"""
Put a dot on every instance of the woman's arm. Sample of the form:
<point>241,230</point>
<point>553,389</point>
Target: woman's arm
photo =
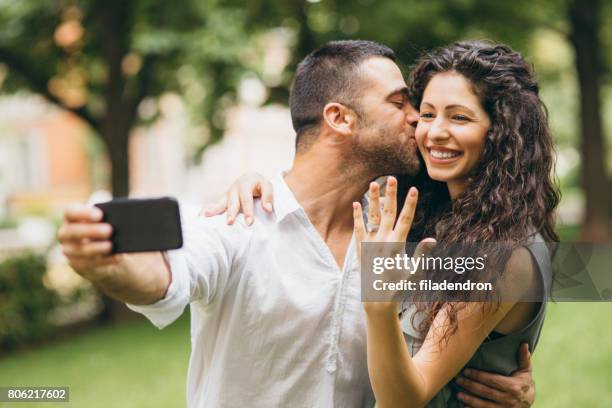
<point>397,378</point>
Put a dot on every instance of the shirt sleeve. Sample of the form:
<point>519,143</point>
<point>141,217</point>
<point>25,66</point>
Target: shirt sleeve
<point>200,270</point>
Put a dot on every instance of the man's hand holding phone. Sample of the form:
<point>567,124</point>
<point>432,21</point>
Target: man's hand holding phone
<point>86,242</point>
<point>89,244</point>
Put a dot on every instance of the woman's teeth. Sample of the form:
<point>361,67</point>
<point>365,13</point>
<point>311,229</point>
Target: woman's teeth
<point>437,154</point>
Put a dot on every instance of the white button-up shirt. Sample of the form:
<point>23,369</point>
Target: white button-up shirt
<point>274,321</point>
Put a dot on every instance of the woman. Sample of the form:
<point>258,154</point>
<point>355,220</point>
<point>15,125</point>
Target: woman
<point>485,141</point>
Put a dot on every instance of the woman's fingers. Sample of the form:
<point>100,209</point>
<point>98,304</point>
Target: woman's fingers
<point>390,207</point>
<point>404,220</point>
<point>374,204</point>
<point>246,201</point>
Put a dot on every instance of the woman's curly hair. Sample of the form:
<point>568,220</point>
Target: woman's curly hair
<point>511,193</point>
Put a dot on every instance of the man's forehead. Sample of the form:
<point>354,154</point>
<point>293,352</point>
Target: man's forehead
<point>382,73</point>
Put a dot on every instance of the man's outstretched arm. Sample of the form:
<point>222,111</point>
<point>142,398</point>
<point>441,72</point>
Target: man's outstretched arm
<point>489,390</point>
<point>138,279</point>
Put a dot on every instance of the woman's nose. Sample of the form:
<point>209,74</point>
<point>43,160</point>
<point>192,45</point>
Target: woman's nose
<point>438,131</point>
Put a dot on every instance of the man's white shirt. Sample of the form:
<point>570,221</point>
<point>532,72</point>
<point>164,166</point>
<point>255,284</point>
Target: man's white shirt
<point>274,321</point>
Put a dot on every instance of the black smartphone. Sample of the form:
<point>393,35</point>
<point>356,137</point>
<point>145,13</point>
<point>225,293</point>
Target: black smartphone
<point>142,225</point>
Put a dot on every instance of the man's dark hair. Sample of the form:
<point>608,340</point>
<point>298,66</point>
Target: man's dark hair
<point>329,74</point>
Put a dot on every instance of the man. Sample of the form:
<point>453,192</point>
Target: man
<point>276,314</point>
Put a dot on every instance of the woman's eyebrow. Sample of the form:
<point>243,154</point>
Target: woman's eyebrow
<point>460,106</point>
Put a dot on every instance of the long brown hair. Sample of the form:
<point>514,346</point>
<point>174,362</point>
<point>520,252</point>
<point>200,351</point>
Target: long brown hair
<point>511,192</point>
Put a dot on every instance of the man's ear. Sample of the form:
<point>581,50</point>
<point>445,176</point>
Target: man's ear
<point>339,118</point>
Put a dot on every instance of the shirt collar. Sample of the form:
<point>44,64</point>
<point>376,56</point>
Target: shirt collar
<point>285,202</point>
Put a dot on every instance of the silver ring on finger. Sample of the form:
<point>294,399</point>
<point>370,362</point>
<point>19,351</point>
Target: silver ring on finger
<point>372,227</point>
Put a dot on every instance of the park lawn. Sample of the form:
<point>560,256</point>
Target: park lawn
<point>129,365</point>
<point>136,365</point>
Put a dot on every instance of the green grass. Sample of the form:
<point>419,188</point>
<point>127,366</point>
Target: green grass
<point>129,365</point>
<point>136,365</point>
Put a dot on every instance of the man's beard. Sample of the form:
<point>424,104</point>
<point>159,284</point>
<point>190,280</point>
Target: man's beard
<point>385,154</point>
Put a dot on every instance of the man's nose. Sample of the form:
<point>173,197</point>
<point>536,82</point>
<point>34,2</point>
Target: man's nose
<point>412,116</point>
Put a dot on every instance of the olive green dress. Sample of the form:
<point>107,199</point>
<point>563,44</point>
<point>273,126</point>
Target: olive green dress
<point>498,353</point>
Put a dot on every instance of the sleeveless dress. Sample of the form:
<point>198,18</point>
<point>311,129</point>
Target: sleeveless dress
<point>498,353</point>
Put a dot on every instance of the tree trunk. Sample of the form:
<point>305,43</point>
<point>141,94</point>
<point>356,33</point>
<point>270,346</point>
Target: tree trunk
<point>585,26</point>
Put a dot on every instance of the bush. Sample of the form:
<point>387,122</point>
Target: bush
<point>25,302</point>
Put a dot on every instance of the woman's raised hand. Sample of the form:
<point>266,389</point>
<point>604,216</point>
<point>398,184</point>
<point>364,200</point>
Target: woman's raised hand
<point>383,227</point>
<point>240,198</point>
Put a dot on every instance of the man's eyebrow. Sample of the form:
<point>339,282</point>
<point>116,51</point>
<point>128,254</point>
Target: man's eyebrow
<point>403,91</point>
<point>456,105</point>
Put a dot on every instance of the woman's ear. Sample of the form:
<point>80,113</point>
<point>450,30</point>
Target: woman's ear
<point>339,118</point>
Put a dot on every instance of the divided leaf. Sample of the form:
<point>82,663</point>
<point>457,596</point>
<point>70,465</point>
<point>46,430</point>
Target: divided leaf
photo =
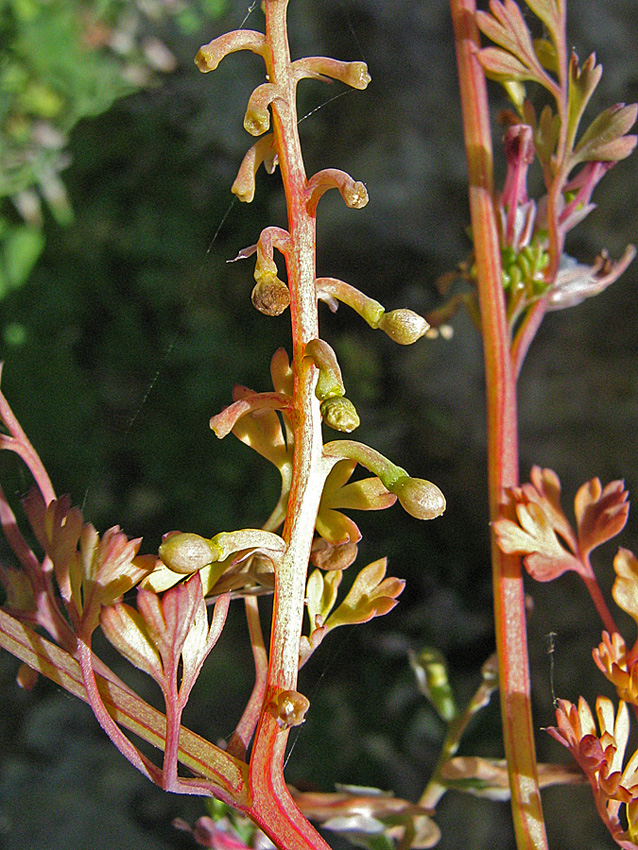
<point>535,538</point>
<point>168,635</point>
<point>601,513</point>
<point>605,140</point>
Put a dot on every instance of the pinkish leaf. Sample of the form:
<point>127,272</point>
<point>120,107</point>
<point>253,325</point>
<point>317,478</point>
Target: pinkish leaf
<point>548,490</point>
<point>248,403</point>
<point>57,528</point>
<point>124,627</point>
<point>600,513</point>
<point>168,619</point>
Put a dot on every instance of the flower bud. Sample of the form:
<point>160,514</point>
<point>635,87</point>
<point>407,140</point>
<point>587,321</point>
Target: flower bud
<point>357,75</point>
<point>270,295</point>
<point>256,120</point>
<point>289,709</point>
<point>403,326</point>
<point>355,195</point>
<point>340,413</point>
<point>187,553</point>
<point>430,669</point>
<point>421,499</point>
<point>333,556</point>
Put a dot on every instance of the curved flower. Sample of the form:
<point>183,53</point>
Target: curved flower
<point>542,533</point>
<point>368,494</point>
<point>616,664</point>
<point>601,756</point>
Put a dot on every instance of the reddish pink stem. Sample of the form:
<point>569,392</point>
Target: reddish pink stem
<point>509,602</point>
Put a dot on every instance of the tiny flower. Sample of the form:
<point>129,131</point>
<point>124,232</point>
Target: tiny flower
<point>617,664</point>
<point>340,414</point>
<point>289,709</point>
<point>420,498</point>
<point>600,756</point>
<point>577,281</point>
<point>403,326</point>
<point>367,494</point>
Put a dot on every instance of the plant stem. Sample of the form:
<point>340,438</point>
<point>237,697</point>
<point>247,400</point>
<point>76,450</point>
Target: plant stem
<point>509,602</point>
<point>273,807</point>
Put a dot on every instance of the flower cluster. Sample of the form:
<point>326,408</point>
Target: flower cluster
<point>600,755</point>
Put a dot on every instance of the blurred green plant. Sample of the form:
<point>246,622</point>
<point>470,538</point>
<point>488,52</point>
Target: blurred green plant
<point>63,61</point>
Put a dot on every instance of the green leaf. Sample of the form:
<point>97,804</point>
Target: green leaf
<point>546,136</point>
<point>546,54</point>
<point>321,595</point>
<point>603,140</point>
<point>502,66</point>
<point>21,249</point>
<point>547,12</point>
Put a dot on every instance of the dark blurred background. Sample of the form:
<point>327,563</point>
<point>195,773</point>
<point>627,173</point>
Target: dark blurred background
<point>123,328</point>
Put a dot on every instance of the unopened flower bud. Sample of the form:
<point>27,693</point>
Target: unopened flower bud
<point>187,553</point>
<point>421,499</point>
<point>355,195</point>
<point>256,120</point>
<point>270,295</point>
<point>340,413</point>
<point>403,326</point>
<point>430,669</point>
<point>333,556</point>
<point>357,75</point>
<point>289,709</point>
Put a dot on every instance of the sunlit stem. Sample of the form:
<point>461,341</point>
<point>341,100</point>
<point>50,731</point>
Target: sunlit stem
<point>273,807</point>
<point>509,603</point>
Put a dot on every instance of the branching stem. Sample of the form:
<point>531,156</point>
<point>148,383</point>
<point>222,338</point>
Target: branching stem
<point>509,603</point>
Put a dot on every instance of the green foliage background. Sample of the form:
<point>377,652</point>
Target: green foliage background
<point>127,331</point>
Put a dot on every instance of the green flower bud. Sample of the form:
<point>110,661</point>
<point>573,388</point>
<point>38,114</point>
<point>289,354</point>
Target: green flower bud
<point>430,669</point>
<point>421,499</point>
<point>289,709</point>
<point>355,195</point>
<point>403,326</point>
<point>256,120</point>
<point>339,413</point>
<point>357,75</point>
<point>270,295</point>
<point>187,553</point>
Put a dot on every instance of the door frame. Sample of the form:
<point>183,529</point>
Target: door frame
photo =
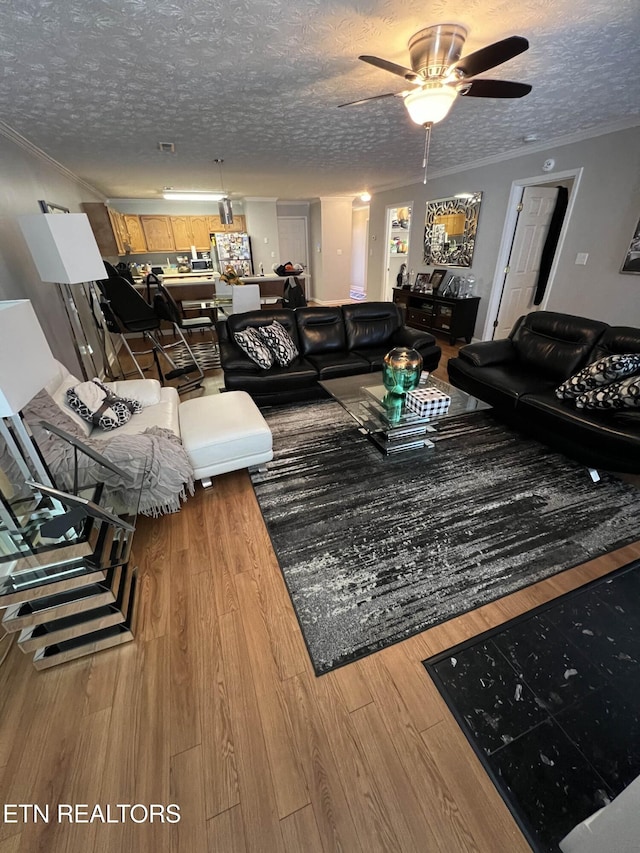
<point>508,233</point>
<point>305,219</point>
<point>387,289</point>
"""
PROBLEM STATEMENT — Update the records from "Put a dot on every instance of the man's dark" through "<point>276,314</point>", putting "black hair" wherever "dark hair" appears and leaving everything else unchanged.

REPLY —
Put a dot on every instance of the man's black hair. Sample of the form:
<point>608,340</point>
<point>298,66</point>
Target: man's black hair
<point>329,74</point>
Put a dot on every instance of the man. Sample of the form:
<point>453,192</point>
Target: man
<point>276,314</point>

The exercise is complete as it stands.